## PROBLEM STATEMENT
Reproduce the rows below verbatim, beginning with the line that contains "Annotation task — tag each instance of the white line" and continuing through the line that contains "pixel 1249 426", both included. Output only those lines.

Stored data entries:

* Start *

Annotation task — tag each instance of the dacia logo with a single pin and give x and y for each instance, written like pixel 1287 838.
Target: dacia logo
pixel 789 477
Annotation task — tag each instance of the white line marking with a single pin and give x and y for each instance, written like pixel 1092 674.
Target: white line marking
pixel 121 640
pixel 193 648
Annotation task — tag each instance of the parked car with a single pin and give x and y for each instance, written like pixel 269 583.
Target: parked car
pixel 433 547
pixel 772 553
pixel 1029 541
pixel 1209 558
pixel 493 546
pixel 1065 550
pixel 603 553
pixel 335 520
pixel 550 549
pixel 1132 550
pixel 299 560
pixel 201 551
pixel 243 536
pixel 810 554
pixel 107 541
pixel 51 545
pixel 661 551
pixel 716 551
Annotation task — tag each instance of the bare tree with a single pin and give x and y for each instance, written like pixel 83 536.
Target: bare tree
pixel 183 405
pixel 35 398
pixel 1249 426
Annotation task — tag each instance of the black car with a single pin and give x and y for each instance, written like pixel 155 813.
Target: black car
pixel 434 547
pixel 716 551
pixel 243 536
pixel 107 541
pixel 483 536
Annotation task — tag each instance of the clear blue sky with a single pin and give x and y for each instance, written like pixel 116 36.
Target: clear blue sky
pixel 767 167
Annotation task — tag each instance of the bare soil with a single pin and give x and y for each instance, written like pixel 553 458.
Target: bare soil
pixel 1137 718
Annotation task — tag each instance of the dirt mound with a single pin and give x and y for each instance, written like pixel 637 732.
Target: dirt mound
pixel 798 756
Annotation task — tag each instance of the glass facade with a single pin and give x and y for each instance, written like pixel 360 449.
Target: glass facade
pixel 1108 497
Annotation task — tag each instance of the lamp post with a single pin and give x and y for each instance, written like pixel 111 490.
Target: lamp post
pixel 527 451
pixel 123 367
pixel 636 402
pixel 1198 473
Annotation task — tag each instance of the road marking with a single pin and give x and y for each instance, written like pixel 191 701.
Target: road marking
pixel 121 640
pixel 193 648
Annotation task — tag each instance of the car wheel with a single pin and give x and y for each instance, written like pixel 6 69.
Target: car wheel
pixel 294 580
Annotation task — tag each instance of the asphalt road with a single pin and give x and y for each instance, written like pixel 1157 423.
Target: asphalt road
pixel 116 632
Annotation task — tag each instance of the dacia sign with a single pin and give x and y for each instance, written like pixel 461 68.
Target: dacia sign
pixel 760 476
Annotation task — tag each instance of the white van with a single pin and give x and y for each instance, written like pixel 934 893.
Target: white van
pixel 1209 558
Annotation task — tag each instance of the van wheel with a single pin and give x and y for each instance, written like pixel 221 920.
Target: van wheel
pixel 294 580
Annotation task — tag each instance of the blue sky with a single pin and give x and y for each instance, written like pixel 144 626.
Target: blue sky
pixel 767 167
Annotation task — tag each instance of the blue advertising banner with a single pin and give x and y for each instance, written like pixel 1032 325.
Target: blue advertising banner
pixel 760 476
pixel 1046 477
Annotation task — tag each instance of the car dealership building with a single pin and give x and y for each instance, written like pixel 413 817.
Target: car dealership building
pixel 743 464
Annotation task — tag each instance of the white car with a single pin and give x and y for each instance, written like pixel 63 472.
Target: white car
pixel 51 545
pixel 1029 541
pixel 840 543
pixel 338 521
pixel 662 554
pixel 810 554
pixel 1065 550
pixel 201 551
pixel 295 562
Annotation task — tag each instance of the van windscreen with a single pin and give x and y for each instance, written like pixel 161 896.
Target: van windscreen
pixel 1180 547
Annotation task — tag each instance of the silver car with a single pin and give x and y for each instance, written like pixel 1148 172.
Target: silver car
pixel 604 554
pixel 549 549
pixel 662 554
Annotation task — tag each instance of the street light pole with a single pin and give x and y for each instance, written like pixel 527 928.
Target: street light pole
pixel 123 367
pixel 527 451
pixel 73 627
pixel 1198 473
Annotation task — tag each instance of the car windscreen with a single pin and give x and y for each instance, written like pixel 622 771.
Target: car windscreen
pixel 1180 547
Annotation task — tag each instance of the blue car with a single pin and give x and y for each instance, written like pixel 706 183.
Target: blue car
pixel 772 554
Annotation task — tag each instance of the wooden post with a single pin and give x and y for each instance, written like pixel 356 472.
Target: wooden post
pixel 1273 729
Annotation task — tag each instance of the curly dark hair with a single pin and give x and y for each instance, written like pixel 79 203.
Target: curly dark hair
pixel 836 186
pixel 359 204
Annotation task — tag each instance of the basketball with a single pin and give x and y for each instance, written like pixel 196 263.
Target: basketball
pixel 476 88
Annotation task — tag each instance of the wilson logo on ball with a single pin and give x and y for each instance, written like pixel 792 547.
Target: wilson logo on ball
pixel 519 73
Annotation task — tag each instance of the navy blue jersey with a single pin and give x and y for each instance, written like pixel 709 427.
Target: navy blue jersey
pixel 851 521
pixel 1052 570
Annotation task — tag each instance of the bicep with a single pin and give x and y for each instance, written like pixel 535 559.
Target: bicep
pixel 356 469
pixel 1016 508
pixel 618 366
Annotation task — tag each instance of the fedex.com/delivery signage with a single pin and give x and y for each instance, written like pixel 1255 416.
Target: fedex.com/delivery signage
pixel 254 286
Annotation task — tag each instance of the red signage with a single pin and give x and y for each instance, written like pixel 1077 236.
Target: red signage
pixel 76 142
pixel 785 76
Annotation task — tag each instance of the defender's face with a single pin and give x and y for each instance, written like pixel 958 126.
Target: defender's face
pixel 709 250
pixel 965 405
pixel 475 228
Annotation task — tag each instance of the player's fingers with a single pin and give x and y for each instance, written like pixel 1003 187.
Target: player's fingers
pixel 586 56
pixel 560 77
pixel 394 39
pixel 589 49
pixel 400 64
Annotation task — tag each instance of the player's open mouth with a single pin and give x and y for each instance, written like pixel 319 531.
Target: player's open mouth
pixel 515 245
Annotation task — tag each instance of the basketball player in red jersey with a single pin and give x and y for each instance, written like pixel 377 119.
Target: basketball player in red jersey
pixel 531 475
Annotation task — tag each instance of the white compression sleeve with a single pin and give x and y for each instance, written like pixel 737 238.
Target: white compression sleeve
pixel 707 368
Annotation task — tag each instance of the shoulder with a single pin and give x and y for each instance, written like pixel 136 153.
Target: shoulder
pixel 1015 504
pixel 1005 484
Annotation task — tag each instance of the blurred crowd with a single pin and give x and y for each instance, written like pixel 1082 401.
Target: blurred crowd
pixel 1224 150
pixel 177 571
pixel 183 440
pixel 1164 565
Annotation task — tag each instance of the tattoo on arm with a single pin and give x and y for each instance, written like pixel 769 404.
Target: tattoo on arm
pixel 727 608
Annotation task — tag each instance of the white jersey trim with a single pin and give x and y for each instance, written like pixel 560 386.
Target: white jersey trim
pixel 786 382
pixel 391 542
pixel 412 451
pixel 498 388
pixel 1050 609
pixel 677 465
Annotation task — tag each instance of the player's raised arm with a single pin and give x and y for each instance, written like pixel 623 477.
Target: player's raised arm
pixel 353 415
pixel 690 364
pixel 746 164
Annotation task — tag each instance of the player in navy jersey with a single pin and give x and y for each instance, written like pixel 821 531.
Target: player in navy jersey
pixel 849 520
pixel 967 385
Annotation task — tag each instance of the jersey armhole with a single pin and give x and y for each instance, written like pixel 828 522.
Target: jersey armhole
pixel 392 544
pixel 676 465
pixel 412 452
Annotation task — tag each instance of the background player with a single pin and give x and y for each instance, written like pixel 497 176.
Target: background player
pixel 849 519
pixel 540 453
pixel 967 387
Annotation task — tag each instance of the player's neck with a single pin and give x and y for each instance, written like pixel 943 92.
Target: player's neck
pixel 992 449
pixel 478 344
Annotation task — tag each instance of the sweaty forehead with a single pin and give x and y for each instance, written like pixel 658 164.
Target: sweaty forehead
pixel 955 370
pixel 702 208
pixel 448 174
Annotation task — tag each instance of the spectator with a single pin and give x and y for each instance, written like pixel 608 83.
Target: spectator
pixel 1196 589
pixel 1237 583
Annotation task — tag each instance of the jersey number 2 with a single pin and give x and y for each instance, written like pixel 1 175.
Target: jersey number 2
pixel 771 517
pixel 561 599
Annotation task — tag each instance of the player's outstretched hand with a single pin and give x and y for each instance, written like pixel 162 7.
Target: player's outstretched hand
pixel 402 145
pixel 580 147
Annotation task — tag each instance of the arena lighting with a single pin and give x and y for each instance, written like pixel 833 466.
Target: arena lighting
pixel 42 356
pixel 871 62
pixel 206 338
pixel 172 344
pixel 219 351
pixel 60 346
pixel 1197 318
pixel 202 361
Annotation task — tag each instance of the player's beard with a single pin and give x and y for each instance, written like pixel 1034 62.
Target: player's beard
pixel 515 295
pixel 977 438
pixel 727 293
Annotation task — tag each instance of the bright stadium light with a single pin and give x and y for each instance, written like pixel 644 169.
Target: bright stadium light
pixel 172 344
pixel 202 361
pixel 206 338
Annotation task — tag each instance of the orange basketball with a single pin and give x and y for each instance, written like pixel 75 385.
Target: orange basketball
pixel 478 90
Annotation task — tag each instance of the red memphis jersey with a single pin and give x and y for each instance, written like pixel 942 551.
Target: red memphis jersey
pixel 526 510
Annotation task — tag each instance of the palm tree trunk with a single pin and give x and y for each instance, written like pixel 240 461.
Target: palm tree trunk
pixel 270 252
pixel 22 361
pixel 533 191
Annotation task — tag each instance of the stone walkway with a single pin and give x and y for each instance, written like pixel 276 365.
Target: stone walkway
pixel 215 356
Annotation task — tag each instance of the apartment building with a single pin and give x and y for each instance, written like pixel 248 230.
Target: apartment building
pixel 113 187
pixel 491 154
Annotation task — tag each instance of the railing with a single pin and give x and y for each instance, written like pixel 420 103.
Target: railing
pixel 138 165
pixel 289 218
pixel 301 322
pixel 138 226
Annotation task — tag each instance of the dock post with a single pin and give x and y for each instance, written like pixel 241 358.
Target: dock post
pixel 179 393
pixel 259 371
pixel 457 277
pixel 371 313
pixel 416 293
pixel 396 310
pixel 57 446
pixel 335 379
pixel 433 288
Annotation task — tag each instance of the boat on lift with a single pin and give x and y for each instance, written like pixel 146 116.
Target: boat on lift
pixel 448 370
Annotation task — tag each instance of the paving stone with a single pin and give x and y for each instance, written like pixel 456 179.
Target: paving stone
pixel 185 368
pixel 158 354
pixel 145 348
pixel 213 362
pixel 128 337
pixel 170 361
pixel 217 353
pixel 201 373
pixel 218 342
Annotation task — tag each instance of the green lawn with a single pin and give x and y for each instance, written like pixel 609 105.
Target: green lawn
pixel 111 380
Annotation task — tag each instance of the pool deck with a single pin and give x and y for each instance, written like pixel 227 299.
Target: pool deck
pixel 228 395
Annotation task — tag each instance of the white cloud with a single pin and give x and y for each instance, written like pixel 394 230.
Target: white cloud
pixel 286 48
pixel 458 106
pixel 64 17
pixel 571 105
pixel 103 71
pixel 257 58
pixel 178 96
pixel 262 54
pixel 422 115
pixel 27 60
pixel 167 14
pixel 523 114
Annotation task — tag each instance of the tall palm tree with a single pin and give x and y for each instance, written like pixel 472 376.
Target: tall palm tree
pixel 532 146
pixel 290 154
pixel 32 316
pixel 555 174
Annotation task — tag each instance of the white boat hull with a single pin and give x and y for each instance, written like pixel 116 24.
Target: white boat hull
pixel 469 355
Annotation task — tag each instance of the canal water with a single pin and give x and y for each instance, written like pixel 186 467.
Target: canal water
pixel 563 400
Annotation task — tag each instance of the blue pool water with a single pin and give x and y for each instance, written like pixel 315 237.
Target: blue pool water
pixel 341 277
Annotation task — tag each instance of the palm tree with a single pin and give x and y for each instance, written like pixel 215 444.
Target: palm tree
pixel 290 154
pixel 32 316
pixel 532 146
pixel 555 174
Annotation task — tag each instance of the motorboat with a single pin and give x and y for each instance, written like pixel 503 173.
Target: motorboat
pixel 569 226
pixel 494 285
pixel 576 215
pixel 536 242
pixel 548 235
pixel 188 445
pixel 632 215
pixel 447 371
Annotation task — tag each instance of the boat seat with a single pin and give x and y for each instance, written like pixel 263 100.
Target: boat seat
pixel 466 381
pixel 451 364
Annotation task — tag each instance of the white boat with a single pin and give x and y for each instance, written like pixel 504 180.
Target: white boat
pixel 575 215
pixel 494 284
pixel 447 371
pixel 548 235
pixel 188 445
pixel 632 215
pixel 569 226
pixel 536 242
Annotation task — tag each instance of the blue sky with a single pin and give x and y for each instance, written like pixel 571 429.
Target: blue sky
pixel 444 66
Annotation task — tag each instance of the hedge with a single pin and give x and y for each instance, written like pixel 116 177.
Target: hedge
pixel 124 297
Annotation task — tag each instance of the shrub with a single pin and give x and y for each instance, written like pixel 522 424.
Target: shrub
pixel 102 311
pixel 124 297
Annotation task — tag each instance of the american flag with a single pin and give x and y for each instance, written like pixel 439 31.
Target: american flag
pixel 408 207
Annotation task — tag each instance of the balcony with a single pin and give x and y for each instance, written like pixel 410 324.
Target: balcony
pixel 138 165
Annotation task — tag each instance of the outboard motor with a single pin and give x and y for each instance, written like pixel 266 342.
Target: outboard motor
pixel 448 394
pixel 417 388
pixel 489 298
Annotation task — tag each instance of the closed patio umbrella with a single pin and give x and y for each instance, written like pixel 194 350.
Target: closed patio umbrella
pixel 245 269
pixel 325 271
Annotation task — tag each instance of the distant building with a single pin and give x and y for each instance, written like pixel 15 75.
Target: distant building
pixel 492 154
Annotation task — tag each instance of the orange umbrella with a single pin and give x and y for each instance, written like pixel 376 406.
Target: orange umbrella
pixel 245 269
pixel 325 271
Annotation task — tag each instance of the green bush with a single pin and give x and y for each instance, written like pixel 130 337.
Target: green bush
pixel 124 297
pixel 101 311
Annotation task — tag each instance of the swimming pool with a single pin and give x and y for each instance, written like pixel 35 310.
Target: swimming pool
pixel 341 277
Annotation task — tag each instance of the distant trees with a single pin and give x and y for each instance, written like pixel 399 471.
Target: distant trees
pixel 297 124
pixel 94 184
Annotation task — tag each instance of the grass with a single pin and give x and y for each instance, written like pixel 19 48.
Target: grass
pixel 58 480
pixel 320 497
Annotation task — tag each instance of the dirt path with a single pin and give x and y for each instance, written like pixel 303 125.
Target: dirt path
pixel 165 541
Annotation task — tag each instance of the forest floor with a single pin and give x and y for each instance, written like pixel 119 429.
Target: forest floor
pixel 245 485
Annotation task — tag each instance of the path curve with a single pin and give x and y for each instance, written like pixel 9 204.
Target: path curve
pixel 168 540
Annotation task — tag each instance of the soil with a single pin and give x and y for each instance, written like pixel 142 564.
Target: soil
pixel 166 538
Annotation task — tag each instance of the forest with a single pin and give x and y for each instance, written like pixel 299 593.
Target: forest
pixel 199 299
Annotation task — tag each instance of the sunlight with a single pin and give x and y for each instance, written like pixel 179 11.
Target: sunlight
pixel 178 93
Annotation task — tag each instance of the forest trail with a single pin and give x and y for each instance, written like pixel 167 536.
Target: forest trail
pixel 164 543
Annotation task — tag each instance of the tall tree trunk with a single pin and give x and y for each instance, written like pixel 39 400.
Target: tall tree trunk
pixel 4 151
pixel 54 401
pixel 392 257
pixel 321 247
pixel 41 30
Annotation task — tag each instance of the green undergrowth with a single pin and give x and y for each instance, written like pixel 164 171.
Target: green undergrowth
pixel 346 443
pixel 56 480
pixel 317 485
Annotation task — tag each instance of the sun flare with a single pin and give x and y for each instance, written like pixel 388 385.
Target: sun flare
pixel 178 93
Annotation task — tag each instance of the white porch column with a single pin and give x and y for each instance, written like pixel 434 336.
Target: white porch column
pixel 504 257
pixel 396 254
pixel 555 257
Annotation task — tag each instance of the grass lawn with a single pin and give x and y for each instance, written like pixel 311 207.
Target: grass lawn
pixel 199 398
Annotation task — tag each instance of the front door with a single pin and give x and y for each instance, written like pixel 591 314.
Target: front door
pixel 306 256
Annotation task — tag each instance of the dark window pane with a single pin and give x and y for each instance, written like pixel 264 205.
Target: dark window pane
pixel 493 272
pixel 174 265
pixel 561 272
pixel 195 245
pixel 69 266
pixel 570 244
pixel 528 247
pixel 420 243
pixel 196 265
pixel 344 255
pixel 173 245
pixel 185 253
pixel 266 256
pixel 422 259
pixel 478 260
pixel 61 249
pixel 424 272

* End *

## RESULT BELOW
Annotation task — tag each instance of the white line marking with a single pin and give x and y for each instance, written like pixel 1092 674.
Target: white line marking
pixel 121 640
pixel 193 648
Annotation task — tag each instance of the parked car with a single pin and give x and y for each instance, written like pixel 269 583.
Target: parked car
pixel 433 547
pixel 772 553
pixel 1029 541
pixel 1209 558
pixel 493 546
pixel 1065 550
pixel 603 553
pixel 335 520
pixel 550 549
pixel 1132 550
pixel 299 560
pixel 201 551
pixel 243 536
pixel 810 554
pixel 107 541
pixel 51 545
pixel 661 551
pixel 716 551
Annotation task — tag each instance of the bare tree with a single pin and give x and y for each instance, written like pixel 83 536.
Target: bare tree
pixel 183 405
pixel 35 398
pixel 1249 426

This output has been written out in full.